Retype every entry below exactly as it stands.
..............................
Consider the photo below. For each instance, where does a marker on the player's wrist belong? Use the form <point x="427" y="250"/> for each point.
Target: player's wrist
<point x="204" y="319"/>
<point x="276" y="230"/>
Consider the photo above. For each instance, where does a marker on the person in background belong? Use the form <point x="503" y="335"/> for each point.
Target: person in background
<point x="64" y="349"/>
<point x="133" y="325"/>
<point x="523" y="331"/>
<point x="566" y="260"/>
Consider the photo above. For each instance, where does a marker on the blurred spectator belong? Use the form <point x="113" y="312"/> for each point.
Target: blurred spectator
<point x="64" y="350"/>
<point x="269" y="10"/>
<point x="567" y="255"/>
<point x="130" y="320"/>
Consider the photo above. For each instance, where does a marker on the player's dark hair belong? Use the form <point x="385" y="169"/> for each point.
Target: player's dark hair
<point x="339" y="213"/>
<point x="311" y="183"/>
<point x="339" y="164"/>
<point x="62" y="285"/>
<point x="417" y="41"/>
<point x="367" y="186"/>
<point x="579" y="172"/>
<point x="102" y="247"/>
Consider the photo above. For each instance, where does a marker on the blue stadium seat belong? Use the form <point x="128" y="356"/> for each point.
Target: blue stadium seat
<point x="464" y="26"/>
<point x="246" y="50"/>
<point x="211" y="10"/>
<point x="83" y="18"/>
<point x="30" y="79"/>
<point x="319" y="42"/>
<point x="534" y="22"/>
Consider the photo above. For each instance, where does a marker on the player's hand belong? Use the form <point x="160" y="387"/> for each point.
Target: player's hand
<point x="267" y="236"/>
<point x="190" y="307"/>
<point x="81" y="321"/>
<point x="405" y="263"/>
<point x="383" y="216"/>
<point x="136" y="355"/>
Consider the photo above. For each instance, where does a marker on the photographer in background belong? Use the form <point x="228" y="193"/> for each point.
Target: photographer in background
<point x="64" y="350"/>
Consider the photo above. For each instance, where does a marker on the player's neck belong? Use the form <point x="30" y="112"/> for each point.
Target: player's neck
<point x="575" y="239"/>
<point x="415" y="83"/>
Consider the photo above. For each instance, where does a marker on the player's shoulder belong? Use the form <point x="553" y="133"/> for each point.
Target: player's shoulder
..............................
*WRITTEN ANSWER:*
Consider the photo below. For each instance, where does a marker on the player's wrist belong? Use the form <point x="427" y="250"/> for each point.
Target: player's wrist
<point x="204" y="319"/>
<point x="276" y="230"/>
Consider the photo above. For each instance, where does a marker on the person in background belong? Use the form <point x="503" y="335"/> for each point.
Target: person in background
<point x="64" y="349"/>
<point x="133" y="325"/>
<point x="523" y="331"/>
<point x="566" y="260"/>
Consider the photo above. For each instance, where does a marker on the blurred spectator belong? Use the form <point x="113" y="312"/> for each point.
Target: blurred spectator
<point x="64" y="350"/>
<point x="269" y="10"/>
<point x="567" y="255"/>
<point x="130" y="320"/>
Consider the photo above. For each instance, where does a marker on the player's dark hair belong? Use the form <point x="385" y="169"/> for each point.
Target: player's dark hair
<point x="339" y="213"/>
<point x="311" y="183"/>
<point x="339" y="164"/>
<point x="62" y="285"/>
<point x="417" y="41"/>
<point x="367" y="186"/>
<point x="579" y="172"/>
<point x="102" y="247"/>
Consider the photo above. For each instance, where does a marker on the blue stadium seat belong? Use the form <point x="128" y="356"/> for each point.
Target: blue stadium seat
<point x="464" y="26"/>
<point x="246" y="50"/>
<point x="211" y="10"/>
<point x="83" y="18"/>
<point x="30" y="79"/>
<point x="319" y="42"/>
<point x="534" y="22"/>
Consider the photo above. For each instance, where does a marker on the player's hand belong? Use the form <point x="160" y="387"/> for each point.
Target: player's hand
<point x="267" y="236"/>
<point x="190" y="307"/>
<point x="81" y="321"/>
<point x="405" y="263"/>
<point x="383" y="216"/>
<point x="136" y="355"/>
Consider the photo above. For each instance, where does a marker on the photographer in background belong? Use the form <point x="228" y="193"/> for each point.
Target: photographer in background
<point x="64" y="350"/>
Consider the photo above. For each instance, where does a marker on the player's neck belong? Use the form <point x="30" y="112"/> for each point.
Target: player's neck
<point x="575" y="239"/>
<point x="415" y="83"/>
Consider the photo above. For each instance, where does a marker on the player's shoulder belong? Use the form <point x="553" y="133"/> for each point.
Target: player's shoulder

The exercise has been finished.